# Records for the exercise
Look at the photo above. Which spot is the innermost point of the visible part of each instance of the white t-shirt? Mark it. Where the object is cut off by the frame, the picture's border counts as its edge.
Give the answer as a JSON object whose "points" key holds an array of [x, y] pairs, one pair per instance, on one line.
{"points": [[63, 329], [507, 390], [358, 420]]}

---

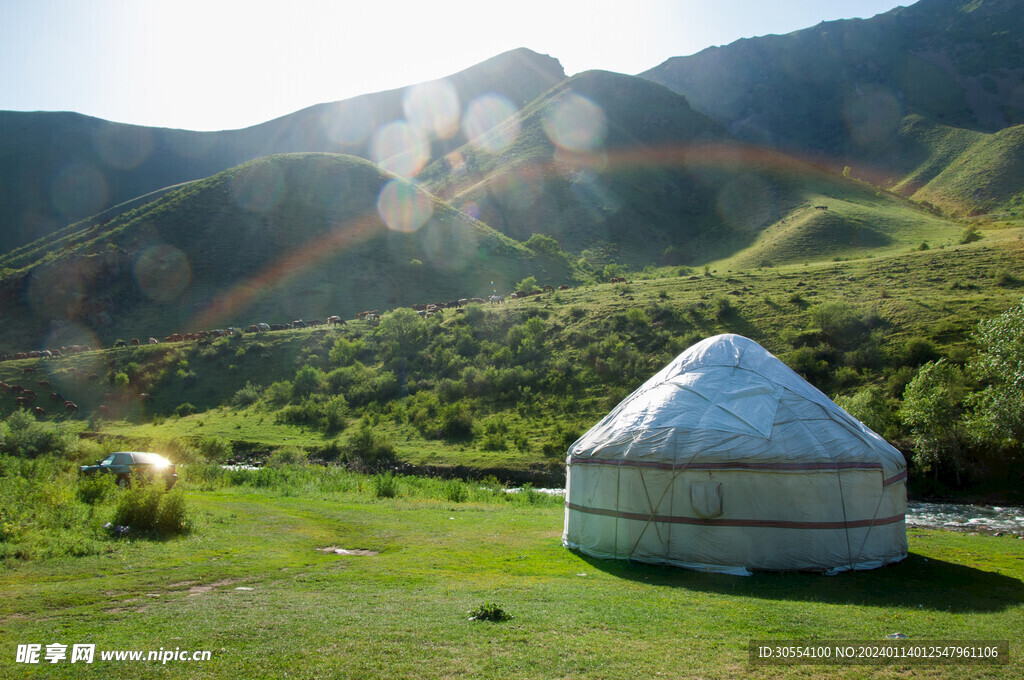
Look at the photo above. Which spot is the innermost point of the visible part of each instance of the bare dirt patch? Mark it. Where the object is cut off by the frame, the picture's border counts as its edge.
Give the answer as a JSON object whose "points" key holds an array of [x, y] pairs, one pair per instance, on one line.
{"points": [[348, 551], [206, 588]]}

# Action item
Show all lines of the material in which the word "each" can be found.

# Response below
Look at the photo above. Which spot is the innermost point of the visible part of each instance of the white t-shirt? Mark it. Where the object is cut off by the frame, the picture's border counts as its edge.
Look at the photo above. Which spot is the innermost point of the visible part of each instance of the bare dirt patch? Mark it. Where the object is cut off by the frame, the picture's border counts as its edge.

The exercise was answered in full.